*** Information supplied ***

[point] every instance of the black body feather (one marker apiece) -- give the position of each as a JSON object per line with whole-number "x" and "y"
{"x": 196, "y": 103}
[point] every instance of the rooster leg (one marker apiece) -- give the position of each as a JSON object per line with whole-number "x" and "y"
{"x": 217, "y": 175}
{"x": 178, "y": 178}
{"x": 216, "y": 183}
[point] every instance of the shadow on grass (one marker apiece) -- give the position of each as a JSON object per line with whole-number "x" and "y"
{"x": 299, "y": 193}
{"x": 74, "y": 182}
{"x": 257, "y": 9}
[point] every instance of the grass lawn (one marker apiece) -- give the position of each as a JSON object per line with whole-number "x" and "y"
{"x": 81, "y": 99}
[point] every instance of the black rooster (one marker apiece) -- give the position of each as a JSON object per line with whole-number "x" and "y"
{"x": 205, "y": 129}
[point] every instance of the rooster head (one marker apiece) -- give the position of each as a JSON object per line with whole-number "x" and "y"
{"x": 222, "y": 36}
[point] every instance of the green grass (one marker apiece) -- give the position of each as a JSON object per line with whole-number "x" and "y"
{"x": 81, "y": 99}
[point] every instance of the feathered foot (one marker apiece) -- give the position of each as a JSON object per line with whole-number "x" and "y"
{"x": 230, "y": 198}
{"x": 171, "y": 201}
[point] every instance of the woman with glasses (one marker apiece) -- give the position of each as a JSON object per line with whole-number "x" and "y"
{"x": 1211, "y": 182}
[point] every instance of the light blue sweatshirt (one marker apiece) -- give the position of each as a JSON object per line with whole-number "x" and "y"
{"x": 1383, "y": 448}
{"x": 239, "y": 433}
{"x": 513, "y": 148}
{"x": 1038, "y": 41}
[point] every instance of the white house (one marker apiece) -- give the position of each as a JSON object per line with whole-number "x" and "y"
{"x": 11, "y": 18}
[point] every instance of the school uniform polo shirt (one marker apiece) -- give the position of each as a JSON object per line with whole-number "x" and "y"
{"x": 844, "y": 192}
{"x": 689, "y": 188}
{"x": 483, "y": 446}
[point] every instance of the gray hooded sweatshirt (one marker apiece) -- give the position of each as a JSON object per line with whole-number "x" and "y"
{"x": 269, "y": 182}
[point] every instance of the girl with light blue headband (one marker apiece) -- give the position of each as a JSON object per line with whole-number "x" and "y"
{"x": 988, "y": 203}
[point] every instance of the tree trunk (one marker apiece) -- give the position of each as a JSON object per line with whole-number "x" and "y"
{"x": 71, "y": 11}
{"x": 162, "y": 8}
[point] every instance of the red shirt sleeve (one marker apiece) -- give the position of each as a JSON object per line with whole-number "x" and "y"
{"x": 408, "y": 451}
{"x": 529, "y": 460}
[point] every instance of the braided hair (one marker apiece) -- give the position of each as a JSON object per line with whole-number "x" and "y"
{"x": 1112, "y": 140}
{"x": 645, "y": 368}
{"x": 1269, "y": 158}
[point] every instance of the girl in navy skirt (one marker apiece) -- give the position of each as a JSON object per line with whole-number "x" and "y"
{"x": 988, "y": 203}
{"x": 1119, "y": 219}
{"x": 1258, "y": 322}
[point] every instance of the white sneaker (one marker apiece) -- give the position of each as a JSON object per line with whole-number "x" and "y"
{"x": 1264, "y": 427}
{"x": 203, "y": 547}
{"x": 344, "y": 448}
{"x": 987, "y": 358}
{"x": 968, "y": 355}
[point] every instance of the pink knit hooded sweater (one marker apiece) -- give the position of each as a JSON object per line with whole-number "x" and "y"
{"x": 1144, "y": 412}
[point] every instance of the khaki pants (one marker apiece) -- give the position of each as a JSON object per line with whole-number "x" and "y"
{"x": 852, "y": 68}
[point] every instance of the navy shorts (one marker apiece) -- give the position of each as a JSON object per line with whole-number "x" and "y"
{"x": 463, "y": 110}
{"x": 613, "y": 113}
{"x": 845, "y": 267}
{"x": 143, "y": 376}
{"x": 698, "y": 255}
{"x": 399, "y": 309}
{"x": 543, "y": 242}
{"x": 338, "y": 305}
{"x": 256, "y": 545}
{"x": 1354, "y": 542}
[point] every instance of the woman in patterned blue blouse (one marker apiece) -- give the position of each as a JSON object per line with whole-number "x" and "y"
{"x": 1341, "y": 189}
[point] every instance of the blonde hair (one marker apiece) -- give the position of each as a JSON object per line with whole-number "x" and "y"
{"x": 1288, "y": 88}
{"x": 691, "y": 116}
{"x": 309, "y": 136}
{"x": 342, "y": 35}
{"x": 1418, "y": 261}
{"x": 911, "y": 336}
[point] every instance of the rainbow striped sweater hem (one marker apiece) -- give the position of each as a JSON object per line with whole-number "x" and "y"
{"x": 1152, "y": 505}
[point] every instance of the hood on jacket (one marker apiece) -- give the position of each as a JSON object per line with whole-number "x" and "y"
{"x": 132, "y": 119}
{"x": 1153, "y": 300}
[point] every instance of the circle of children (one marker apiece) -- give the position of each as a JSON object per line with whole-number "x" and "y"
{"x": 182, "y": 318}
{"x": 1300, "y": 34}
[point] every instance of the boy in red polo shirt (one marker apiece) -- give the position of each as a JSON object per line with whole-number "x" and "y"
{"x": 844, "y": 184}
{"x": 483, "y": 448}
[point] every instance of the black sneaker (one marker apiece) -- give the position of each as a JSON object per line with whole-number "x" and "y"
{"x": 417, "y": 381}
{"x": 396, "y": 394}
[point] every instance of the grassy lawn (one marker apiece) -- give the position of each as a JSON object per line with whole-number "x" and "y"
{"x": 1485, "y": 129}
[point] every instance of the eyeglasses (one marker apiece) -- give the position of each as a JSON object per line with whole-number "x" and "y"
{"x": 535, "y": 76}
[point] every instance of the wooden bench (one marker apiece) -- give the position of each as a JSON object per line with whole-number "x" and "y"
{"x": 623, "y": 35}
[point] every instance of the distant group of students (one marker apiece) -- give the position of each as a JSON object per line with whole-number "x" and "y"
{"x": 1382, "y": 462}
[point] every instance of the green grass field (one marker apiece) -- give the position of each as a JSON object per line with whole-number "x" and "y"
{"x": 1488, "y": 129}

***

▶ _Task directions_
Retype each entry exactly, missing none.

▶ _Completed task_
[point] every instance of the black body feather (one marker apiece) -- give the position of each as a JSON object per line with whole-number "x" and "y"
{"x": 196, "y": 103}
[point] every instance of the rooster leg (one marker apiece) -- give the position of each as a JSON object per line with whole-number "x" and "y"
{"x": 217, "y": 175}
{"x": 178, "y": 178}
{"x": 216, "y": 183}
[point] every instance of the shadow on grass (one marker apiece) -- give the position of each as a JSON object per line with whole-number "x" and "y"
{"x": 299, "y": 193}
{"x": 74, "y": 182}
{"x": 257, "y": 9}
[point] every instance of the grass lawn (one marker apiece) -- give the position of each as a JSON object per line with whole-number "x" and "y"
{"x": 81, "y": 99}
[point] every instance of the black rooster (one marker apiece) -- give the position of each as a JSON object per line with whole-number "x" and "y"
{"x": 205, "y": 129}
[point] every instance of the rooster head (one marker apiece) -- give the position of each as a JSON object per line with whole-number "x" and "y"
{"x": 222, "y": 36}
[point] every instance of the green grass (one marker apiece) -- give the position of each as a JSON object per line with whole-number "x" and "y"
{"x": 81, "y": 99}
[point] every instance of the feathered foot (one marker apiece) -- give the position of each as a JSON object per line with whole-number "x" and "y"
{"x": 230, "y": 198}
{"x": 171, "y": 201}
[point] every instance of the woman with glasses (one marker apiece) -- give the position of each as a JSON object per line with whole-number "x" and "y"
{"x": 1211, "y": 182}
[point] every instance of the light blue sweatshirt (one marker apiece) -- give the position of each as a JSON object per line with whole-number "x" and "y"
{"x": 1383, "y": 448}
{"x": 239, "y": 433}
{"x": 513, "y": 148}
{"x": 1038, "y": 41}
[point] every instance of the white house (one marker apiece) -- give the position of each as a JSON object per line with whole-number "x" and "y"
{"x": 11, "y": 18}
[point] every instance of the school uniform polo shirt (one marker apiece) -- give the position of each as a JSON object per line with whole-number "x" and "y"
{"x": 844, "y": 192}
{"x": 689, "y": 188}
{"x": 483, "y": 446}
[point] every instance of the gray hooded sweatshirt (one marker apiece) -- give the position of each as a JSON object per line with whole-number "x" and "y"
{"x": 269, "y": 182}
[point] every instance of the girl with light blue headband (one marker apiece) -- give the position of each as a JSON object per line with whole-number "x" and "y"
{"x": 988, "y": 203}
[point] every instance of the tree trunk (one marker apiece) -- give the position of each as a JSON object per line with whole-number "x" and "y"
{"x": 71, "y": 11}
{"x": 162, "y": 8}
[point] every instance of the red shirt sleeve (one marker apiece) -- give the position of each as a JSON object per line with whole-number "x" and "y"
{"x": 408, "y": 451}
{"x": 529, "y": 460}
[point] every instance of the braided hair (one marker apiece) -- give the position of each as a JSON object per line with whole-number "x" and "y"
{"x": 1112, "y": 140}
{"x": 645, "y": 368}
{"x": 1269, "y": 158}
[point] every instance of the girl in navy skirt (one marker apiece) -- give the position of each as a JSON object per line with whole-number "x" and "y"
{"x": 988, "y": 203}
{"x": 1119, "y": 219}
{"x": 1258, "y": 322}
[point] every instance of the white sneaker (one marker apiece) -- give the position of each as a JSON object per line with whole-number "x" and "y"
{"x": 1264, "y": 427}
{"x": 203, "y": 547}
{"x": 344, "y": 448}
{"x": 987, "y": 358}
{"x": 968, "y": 355}
[point] every instance of the pink knit hooded sweater (one marker apiece) -- give the position of each as a JSON object per line with whole-number "x" and "y"
{"x": 1144, "y": 412}
[point] every instance of the khaki pants (one marker apiece) -- give the position of each as a JSON object per line with whole-number "x" and "y"
{"x": 852, "y": 68}
[point] every instance of the navy shorts (one marker apiece) -- give the position of each as a JSON object per line with whole-number "x" and "y"
{"x": 463, "y": 110}
{"x": 613, "y": 113}
{"x": 845, "y": 267}
{"x": 143, "y": 376}
{"x": 698, "y": 255}
{"x": 399, "y": 309}
{"x": 543, "y": 242}
{"x": 338, "y": 305}
{"x": 256, "y": 545}
{"x": 1354, "y": 542}
[point] every instance of the woman in patterned blue blouse (one marker apiece) -- give the position of each as a JSON object per line with whole-number "x" and "y"
{"x": 1341, "y": 189}
[point] every instance of the blonde hair (one marker apiece) -- give the position of each as a JSON object per line with whole-number "x" and "y"
{"x": 1288, "y": 88}
{"x": 691, "y": 116}
{"x": 309, "y": 136}
{"x": 342, "y": 35}
{"x": 1418, "y": 261}
{"x": 911, "y": 336}
[point] every instance of the rainbow striped sweater hem (one marker apiece) -- give the position of each as a JSON object per line with whole-number "x" and "y"
{"x": 1152, "y": 505}
[point] every instance of the hood on jacket (one marker apiece) -- give the position of each as a JSON object per line with whole-number "x" and "y"
{"x": 132, "y": 119}
{"x": 1153, "y": 300}
[point] every instance of the circle of children (one marker apiece) -- give the position of each as a JSON object per line with whole-number "x" and "y"
{"x": 182, "y": 318}
{"x": 1300, "y": 34}
[point] every instance of the boy in red polo shirt (one marker apiece) -- give the position of each as a JSON object per line with whole-number "x" and "y"
{"x": 844, "y": 184}
{"x": 483, "y": 448}
[point] every instance of the black sneaker (one marker apiece) -- give the position of each as a JSON object per line with whole-number "x" and "y"
{"x": 417, "y": 381}
{"x": 396, "y": 394}
[point] every instance of the grassy lawn (one marker apiece) -- give the position of each as a JSON object per line with whole-number "x" and "y"
{"x": 1485, "y": 129}
[point] every instance of the eyeglasses (one marker apiece) -- give the position of each as a JSON object per line with whole-number "x" and "y"
{"x": 535, "y": 76}
[point] every instance of the wooden bench (one marker apiece) -- give the position of each as a JSON object per line with whole-number "x" and "y"
{"x": 623, "y": 35}
[point] every instance of the distant group of students (one marker apiece) -- give the position of each as a JSON object per line with whole-number "x" and "y"
{"x": 1382, "y": 462}
[point] every instance of the green grass field (one marker apiece) -- give the position of each as a JSON object per line with whole-number "x" and "y"
{"x": 1488, "y": 129}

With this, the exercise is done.